◆ TEXTO ◆
- - - -

Retromania: Pop Culture‘s Addiction to Its Own Past – REYNOLDS (RETHH)

REYNOLDS, Simon. Retromania: Pop Culture‘s Addiction to Its Own Past. London: Faber & Faber, 2011. Resenha de: SILVEIRA, Pedro Telles da. Presos no tempo: retrô, cultura pop e experiência da história. Revista Expedições: Teoria da História e Historiografia v. 5, N.1, Janeiro-Julho de 2014.

Pedro Telles da Silveira*

Billy Pilgrim has got unstuck in time

KURT VONNEGUT

Em 1977, a cantora norte-americana Donna Summer lançou o álbum intitulado I Remember Yesterday. Produzido pelo italiano Giorgio Moroder, o disco era unificado pelo fato de que cada uma de suas oito faixas encarnava o estilo de uma década específica, seja os anos 1920, 1950 ou 1960. O que distinguia o disco de tantos outros que, já naquela época, procuravam emular o som gravado em décadas passadas, era sua última faixa, o hit da música disco ―I Feel Love‖, a qual não representava um momento histórico específico mas indicava simplesmente o futuro. Antes da passagem dos anos 70 para os anos 80, portanto, o futuro ainda era passível de ser imaginado.

Comparando com a primeira década do século XXI, o futuro, argumenta Simon Reynolds, começou a parecer cada vez mais distante ou indistinto, como se fosse meramente uma continuação do presente (REYNOLDS, 2011, p. 372). Para ele, a última década foi marcada pelo fato de que a ―sensação de se mover para a frente diminuiu conforme a década se desenrolou. O próprio tempo parece ter ficado lento, como um rio que começa a se perder em seus meandros e formar poças‖ (REYOLDS, 2011, p. X). Ao mesmo tempo, a década foi marcada por revivals que a fizeram ser a primeira, em muito tempo, a não possuir uma cara própria. O que mudou entre Donna Summer e Amy Winehouse? Simon Reynolds é jornalista com larga atuação nos maiores veículos da mídia musical impressa inglesa das últimas décadas (New Musical Express, Melody Maker, Wire etc.). Desde sua mudança para os Estados Unidos em finais da década de 1990, ele vem atuando como jornalista freelancer, dedicando-se à composição de livros dedicados à história da música eletrônica e do post-punk (REYNOLDS, 1998; 2005). Sua escrita é marcada pela utilização de um denso vocabulário conceitual e por um conhecimento quase enciclopédico da história da música do século XX, mesclando a escrita jornalística, a crítica musical e a teorização cultural.

- - - -

◆ DADOS FORNECIDOS ◆
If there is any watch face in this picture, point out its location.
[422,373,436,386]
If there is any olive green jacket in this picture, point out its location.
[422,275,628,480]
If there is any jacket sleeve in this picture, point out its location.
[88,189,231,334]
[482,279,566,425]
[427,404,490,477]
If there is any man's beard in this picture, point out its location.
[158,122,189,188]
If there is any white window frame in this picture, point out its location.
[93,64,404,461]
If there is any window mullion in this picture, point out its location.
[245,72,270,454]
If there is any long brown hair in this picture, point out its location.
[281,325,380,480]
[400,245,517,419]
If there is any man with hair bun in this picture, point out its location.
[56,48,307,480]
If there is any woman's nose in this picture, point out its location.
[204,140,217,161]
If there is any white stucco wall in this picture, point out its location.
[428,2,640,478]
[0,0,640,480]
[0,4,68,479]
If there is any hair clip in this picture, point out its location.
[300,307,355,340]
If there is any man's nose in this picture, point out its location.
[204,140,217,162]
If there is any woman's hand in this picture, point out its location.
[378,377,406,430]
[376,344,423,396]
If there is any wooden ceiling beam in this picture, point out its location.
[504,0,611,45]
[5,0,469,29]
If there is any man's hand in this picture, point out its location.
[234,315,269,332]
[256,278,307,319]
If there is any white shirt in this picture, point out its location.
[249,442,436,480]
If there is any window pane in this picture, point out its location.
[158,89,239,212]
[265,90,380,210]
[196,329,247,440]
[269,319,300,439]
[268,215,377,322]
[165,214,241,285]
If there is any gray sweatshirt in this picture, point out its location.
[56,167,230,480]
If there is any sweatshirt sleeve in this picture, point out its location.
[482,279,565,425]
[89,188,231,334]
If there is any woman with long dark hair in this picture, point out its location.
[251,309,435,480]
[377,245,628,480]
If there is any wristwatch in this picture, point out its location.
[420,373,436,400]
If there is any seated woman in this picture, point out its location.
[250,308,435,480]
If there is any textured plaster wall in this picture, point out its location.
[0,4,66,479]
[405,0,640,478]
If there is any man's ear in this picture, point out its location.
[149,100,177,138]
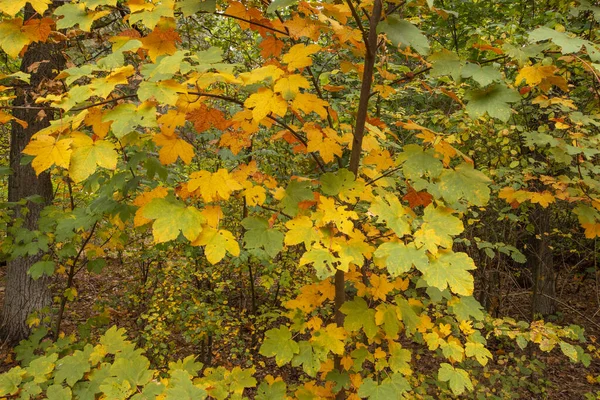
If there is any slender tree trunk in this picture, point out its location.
[529,207,556,320]
[0,5,65,343]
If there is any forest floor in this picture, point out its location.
[0,265,600,400]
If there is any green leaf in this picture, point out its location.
[27,261,55,281]
[54,346,92,386]
[256,381,287,400]
[177,0,217,17]
[102,103,158,139]
[438,163,490,207]
[260,326,300,367]
[321,168,356,196]
[27,353,58,383]
[281,181,314,216]
[143,199,205,243]
[398,144,444,181]
[465,83,521,122]
[461,63,502,86]
[377,15,429,55]
[0,367,26,396]
[529,26,593,54]
[423,252,475,296]
[242,217,283,257]
[451,296,483,321]
[358,374,410,400]
[165,369,207,400]
[438,363,473,396]
[340,296,378,339]
[292,340,325,378]
[267,0,298,13]
[46,385,73,400]
[369,193,411,237]
[429,49,461,81]
[375,242,429,277]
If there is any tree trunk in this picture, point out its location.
[0,5,65,343]
[529,207,556,320]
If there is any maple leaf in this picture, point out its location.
[422,251,475,296]
[133,186,169,227]
[310,324,346,354]
[260,326,300,366]
[142,197,204,243]
[152,133,194,165]
[369,193,410,237]
[402,185,433,208]
[375,242,429,276]
[69,132,117,183]
[21,17,54,42]
[258,35,285,59]
[292,93,329,119]
[185,104,229,133]
[244,88,287,122]
[23,135,73,175]
[239,65,284,86]
[84,107,111,139]
[284,216,320,249]
[140,26,181,62]
[273,74,310,100]
[192,227,240,264]
[0,0,52,17]
[281,43,321,72]
[303,124,343,163]
[0,18,32,58]
[188,168,244,203]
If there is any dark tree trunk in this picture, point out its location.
[528,207,556,320]
[0,6,65,343]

- - - -

◆ TESTE DE COMPREENSÃO ◆
**a.** As afirmações a seguir estão de acordo com a resenha? Responda sim ou não a cada uma e cite literalmente as palavras da resenha que decidem a questão. (i) O álbum I Remember Yesterday foi produzido por Giorgio Moroder. (ii) O disco I Remember Yesterday tinha dez faixas. (iii) Simon Reynolds mudou-se para os Estados Unidos no início da década de 1990.
**b.** Transcreva da resenha o trecho que começa em "Pedro Telles da Silveira*" e termina em "de ser imaginado.".

◆ RESULTADOS POR TAREFA ◆
**a.**
(i) Sim: "Produzido pelo italiano Giorgio Moroder".
(ii) Não: "cada uma de suas oito faixas".
(iii) Não: "Desde sua mudança para os Estados Unidos em finais da década de 1990".

**b.**
Pedro Telles da Silveira*

Billy Pilgrim has got unstuck in time

KURT VONNEGUT

Em 1977, a cantora norte-americana Donna Summer lançou o álbum intitulado I Remember Yesterday. Produzido pelo italiano Giorgio Moroder, o disco era unificado pelo fato de que cada uma de suas oito faixas encarnava o estilo de uma década específica, seja os anos 1920, 1950 ou 1960. O que distinguia o disco de tantos outros que, já naquela época, procuravam emular o som gravado em décadas passadas, era sua última faixa, o hit da música disco ―I Feel Love‖, a qual não representava um momento histórico específico mas indicava simplesmente o futuro. Antes da passagem dos anos 70 para os anos 80, portanto, o futuro ainda era passível de ser imaginado.